→ **PROBLEM STATEMENT**:
Once you find the line with "Camera-trap tagging: put a point on every instance of the dirt" in the data that follows, repeat it and every line after it exactly, through the line with "Camera-trap tagging: put a point on every instance of the sandy".

→ **SOURCE MATERIAL**:
■ ■ ■ ■

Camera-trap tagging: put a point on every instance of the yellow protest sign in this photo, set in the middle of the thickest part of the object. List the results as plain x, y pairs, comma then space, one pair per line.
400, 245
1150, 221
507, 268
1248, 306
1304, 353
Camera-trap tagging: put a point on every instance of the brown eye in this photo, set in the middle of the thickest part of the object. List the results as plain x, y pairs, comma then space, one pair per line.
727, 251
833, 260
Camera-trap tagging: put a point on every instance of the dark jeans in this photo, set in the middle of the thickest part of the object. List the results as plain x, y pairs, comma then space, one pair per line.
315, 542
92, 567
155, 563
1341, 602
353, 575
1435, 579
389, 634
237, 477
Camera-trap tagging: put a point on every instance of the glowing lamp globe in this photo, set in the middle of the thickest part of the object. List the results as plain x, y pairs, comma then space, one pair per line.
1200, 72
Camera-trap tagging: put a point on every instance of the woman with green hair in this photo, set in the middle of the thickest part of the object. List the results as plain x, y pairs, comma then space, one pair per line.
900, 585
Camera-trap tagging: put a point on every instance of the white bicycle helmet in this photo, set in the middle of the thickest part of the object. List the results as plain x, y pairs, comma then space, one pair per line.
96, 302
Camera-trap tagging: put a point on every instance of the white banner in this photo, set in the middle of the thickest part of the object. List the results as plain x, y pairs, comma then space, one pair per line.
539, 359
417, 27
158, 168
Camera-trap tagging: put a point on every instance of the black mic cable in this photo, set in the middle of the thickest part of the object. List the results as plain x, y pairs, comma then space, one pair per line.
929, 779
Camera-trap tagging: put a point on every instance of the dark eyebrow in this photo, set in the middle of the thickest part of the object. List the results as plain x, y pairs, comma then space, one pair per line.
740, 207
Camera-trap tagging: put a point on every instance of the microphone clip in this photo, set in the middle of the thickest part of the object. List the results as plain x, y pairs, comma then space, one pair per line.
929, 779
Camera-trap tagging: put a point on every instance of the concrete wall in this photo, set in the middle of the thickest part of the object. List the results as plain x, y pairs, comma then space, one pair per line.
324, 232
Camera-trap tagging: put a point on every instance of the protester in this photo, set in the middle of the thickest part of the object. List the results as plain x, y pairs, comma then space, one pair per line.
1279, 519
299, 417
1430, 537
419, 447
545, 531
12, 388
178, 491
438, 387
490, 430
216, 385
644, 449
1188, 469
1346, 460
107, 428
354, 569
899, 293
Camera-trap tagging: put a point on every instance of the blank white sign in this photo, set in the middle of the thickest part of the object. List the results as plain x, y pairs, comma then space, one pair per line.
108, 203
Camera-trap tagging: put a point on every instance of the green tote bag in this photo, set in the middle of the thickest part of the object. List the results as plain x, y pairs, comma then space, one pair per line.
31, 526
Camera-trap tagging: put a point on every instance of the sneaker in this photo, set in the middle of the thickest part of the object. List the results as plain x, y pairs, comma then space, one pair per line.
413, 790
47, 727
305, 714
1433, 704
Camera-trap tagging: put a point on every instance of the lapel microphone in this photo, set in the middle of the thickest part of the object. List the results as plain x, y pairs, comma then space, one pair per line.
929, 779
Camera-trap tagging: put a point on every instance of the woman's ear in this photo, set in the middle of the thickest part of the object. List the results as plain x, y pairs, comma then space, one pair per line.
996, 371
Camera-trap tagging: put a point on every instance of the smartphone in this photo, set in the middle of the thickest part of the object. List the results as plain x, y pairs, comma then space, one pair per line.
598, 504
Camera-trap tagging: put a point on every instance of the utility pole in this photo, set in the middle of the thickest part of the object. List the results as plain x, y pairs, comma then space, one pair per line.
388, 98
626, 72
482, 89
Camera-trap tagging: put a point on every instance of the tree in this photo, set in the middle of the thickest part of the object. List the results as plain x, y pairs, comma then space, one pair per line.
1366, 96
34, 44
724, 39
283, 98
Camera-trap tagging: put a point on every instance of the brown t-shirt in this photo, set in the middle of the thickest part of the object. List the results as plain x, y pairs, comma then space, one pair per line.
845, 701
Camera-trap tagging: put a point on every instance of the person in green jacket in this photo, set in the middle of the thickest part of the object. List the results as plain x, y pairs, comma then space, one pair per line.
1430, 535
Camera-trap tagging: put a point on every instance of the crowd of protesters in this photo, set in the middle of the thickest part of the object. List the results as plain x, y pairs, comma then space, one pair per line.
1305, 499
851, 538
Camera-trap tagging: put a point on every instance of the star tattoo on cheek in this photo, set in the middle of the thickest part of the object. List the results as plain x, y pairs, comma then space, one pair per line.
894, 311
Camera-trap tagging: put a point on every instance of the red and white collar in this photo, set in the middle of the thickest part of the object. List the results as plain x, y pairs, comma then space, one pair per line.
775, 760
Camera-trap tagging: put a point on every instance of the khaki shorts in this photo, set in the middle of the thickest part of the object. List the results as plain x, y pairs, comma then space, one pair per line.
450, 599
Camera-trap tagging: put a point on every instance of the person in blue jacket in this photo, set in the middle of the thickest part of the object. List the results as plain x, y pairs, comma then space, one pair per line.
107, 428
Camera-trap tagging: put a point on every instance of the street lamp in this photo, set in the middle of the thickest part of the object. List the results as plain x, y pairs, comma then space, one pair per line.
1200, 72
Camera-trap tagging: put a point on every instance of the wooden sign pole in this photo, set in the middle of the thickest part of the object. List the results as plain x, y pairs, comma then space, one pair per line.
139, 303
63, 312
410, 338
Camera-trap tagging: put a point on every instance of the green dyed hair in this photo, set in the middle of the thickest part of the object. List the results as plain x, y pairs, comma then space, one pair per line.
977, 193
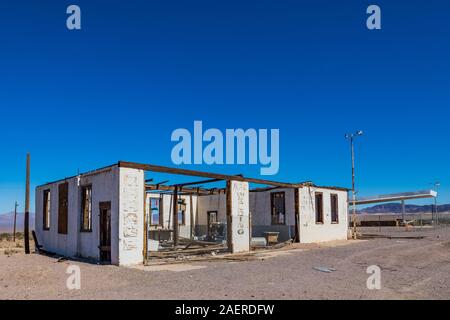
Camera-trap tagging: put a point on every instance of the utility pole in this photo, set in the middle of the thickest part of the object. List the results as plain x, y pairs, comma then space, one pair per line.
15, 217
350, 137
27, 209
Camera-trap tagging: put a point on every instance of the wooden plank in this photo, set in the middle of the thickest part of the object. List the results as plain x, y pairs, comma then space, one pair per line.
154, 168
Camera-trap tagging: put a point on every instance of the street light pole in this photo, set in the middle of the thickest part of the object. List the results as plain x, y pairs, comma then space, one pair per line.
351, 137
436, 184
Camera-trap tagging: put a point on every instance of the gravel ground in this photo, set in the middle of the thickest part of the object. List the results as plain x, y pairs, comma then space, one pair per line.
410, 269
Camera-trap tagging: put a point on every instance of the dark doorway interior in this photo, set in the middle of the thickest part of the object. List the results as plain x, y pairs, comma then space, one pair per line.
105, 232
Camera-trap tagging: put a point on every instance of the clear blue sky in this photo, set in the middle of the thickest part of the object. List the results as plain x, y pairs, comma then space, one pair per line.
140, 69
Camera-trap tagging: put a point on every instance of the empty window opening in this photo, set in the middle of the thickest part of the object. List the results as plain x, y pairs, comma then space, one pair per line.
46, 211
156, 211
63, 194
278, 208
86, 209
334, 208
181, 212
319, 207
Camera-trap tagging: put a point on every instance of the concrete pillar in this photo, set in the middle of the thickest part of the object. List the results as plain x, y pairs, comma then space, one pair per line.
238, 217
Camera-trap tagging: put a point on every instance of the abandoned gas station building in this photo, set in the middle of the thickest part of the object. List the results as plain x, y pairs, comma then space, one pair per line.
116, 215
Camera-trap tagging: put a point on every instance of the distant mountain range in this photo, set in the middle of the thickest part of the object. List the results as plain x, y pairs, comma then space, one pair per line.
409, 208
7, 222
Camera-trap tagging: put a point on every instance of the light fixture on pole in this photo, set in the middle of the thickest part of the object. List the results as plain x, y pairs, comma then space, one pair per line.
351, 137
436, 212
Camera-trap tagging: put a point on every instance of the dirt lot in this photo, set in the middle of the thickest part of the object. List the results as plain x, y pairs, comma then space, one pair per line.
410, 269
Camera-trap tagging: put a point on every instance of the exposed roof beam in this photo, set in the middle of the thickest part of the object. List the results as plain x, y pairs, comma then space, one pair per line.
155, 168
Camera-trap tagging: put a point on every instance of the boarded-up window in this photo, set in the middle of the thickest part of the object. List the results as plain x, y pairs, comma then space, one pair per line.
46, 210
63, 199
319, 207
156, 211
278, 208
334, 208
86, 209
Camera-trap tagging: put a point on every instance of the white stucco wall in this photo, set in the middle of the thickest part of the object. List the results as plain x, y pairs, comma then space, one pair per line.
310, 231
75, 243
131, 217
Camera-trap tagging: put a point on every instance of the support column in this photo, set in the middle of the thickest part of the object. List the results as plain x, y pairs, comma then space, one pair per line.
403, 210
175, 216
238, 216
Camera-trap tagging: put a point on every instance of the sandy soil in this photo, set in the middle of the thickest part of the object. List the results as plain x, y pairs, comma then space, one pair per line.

■ ■ ■ ■

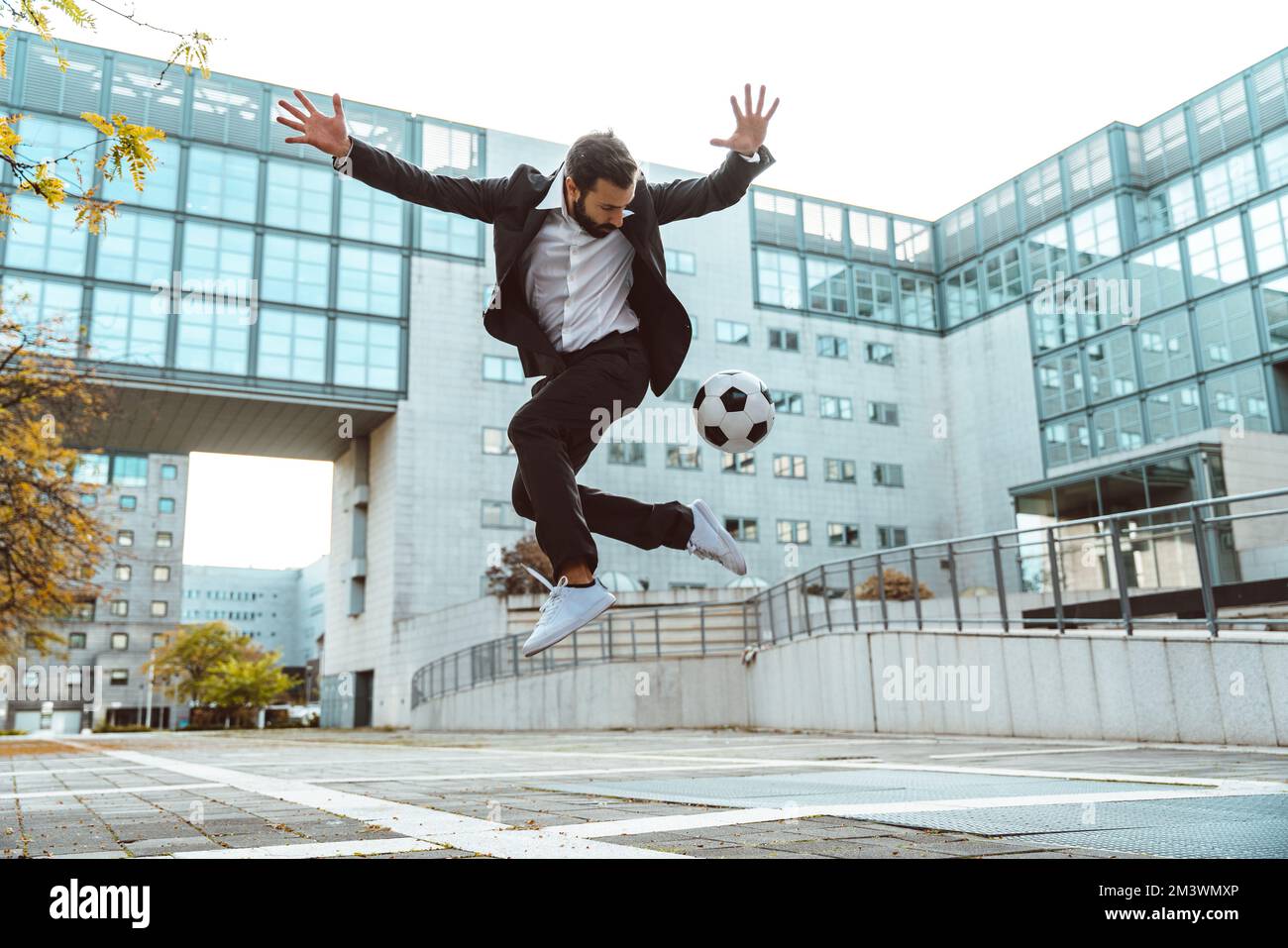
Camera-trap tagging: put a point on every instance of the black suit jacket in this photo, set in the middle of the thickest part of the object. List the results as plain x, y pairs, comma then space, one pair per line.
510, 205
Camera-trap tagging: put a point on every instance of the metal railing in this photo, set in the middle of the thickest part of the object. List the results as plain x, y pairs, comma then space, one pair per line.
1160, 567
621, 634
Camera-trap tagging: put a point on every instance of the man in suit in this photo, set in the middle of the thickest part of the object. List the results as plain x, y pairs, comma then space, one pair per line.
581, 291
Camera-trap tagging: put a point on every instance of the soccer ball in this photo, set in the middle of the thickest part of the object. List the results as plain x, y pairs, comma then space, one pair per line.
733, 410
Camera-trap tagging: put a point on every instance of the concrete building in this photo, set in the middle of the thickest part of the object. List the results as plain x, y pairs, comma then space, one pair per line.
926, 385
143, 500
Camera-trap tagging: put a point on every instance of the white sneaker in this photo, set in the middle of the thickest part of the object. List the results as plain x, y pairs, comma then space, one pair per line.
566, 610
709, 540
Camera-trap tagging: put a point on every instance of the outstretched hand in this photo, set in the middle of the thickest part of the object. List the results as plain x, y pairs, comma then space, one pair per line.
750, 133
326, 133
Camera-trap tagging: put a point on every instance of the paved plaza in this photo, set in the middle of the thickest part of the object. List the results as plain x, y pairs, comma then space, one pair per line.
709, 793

■ ■ ■ ■

→ **TASK OUTPUT**:
Camera-trap tagging: put a point on every instance of the dirt lot in this photo, set in the middle of the thickest part of the object. List the results as plain x, y pairs, comma then space, one pair per line.
410, 269
Camera-trap tagging: put a point on every instance of the exposed roof beam in this photo, set in the middle of the thickest part of the object. List the results as plain x, y pairs, comma then space, one pair per line.
155, 168
Camera-trap tagging: put a point on every instance of the boarded-up window in this photo, set in the middle of the thickest part of the object. List the results as plain x, y pairs, comma then space, one pair per line.
46, 210
63, 199
319, 207
156, 211
278, 208
334, 208
86, 209
Camera-trap tagging: put a point on every instance of the white stucco wall in this photo, set in the middle of the thickest part of the object. List the results as plain x, y pairs, comma then space, one pair per line.
310, 231
75, 243
131, 217
Camera-trap tagging: put a point on every instance of the support column in this photo, set in the middle of the thickest part of the object. List the results as plain x, y pairs, comma then space, one pair per line.
403, 210
175, 216
238, 216
Camera-trap tagging: put a point on every instance of the sandy soil in this photo, set in the middle of the thickest part of the object. List the results as plain x, y pairs, comma then space, one pair per line.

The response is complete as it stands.